TASK MATERIAL:
········
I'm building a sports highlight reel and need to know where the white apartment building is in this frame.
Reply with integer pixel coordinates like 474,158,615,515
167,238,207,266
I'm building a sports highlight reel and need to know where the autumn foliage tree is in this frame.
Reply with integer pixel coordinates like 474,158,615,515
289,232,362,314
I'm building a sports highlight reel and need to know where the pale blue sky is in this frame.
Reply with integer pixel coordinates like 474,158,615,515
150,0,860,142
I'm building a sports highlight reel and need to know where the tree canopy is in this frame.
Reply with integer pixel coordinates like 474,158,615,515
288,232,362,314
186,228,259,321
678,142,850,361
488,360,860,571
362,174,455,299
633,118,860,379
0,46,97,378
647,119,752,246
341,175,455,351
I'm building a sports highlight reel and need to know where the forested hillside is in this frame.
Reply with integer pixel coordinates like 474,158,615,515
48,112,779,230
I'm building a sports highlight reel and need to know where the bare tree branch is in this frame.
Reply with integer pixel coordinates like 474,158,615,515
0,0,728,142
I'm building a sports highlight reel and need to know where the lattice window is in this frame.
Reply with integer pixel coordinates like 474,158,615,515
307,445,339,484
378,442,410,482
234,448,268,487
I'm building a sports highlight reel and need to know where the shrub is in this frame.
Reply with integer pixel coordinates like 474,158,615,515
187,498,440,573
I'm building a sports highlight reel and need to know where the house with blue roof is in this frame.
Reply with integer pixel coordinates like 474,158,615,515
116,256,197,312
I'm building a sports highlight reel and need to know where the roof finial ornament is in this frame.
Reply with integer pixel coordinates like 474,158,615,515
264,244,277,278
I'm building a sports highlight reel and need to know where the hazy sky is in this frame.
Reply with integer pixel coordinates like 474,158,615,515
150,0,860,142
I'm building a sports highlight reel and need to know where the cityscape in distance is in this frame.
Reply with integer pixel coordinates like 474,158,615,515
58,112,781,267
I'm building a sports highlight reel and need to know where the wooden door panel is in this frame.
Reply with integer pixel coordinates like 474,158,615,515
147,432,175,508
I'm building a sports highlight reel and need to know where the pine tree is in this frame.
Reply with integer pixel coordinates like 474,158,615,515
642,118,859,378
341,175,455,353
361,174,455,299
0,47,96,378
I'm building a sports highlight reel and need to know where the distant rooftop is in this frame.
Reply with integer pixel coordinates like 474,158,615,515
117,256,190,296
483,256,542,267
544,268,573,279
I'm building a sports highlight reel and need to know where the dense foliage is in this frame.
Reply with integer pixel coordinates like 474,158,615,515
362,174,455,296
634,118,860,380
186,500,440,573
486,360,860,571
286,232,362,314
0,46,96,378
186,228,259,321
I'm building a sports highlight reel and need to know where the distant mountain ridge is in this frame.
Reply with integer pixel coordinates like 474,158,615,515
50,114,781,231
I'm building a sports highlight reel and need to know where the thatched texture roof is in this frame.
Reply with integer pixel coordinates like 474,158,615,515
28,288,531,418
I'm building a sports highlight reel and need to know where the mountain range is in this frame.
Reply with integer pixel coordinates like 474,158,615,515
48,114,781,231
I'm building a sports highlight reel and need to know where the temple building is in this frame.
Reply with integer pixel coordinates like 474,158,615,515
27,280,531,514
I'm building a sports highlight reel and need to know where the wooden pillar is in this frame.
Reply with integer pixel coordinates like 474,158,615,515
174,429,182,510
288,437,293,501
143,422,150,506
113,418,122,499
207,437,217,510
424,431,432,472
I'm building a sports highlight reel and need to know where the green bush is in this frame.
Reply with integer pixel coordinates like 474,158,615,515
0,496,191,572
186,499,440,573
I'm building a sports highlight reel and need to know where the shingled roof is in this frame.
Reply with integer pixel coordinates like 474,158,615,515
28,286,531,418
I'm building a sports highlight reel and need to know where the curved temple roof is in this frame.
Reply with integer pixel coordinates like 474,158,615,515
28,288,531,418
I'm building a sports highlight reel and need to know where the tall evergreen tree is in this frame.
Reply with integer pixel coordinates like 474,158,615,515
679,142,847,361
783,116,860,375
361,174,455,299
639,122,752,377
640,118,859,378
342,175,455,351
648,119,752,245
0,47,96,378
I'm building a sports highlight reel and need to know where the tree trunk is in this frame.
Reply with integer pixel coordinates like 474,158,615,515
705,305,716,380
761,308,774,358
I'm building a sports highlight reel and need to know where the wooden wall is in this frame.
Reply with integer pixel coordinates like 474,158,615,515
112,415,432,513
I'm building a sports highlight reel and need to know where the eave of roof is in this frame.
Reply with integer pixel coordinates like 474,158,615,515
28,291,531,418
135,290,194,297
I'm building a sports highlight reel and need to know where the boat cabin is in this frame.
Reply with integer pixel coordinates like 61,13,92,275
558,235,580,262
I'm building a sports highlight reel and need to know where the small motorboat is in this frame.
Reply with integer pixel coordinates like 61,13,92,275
········
THE PROBLEM: Find the lines in the records that include the string "wooden", and reply with how many there are, nothing more.

EXERCISE OUTPUT: 3